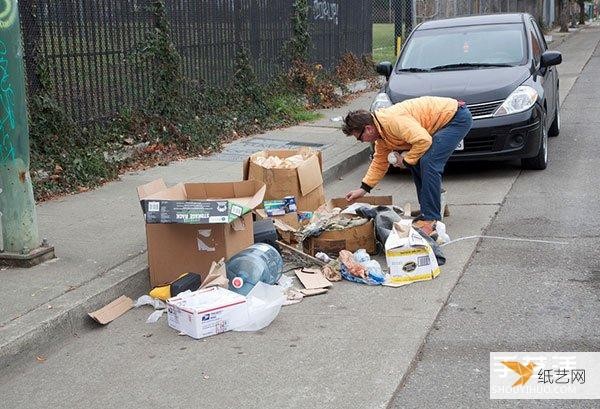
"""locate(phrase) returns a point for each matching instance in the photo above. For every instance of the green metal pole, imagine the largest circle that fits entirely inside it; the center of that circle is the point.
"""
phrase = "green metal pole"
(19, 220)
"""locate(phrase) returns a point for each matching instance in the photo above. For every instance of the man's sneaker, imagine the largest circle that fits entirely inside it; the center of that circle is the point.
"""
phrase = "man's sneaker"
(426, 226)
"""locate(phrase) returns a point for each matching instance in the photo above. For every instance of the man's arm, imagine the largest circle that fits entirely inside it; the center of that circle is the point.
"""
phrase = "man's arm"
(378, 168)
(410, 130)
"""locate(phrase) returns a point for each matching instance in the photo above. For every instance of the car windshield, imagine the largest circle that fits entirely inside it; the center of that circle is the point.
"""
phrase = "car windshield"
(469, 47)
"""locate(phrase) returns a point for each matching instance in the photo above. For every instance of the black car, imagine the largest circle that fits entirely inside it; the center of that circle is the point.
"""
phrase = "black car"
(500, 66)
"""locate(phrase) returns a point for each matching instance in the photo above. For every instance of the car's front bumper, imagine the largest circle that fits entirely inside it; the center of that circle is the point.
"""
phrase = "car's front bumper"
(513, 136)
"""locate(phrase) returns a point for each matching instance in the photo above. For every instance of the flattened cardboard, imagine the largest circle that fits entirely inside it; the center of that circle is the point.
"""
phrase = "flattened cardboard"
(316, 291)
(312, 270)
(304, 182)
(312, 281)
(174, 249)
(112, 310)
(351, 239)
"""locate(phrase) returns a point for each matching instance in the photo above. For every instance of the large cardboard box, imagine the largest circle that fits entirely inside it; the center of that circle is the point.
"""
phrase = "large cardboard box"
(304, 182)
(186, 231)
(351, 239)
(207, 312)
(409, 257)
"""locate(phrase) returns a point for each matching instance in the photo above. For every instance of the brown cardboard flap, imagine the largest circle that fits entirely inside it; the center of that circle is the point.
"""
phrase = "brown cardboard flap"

▶ **Work task**
Please write out the lines that run from the one with "of the flattened" to the end of the records, both included, exactly as they appear.

▶ **Result below**
"""locate(phrase) returns a point for each matching instance in the photo above. For every instance of the flattened cardboard, imagine the largest circle that fits entirely inside it; the center of that circle is the point.
"""
phrase = "flattened cardboard"
(316, 291)
(312, 270)
(304, 182)
(312, 281)
(174, 249)
(112, 310)
(351, 239)
"""locate(phrase) returns a point for each matching instance in the photo above. For every instance of the large cardboard box, imagine the largest circle that fits entirely inside it; the center of that circle is the point.
"""
phrase = "large cardboard box"
(304, 182)
(186, 231)
(351, 239)
(207, 312)
(409, 257)
"""locate(phrase) returns a point for each matching instance in the photo above. For every instance of the brown cardboard flap, imagine the largest circle that fits entirely inside it; the center of that circle is the point.
"""
phrase = "brown cardboard flap"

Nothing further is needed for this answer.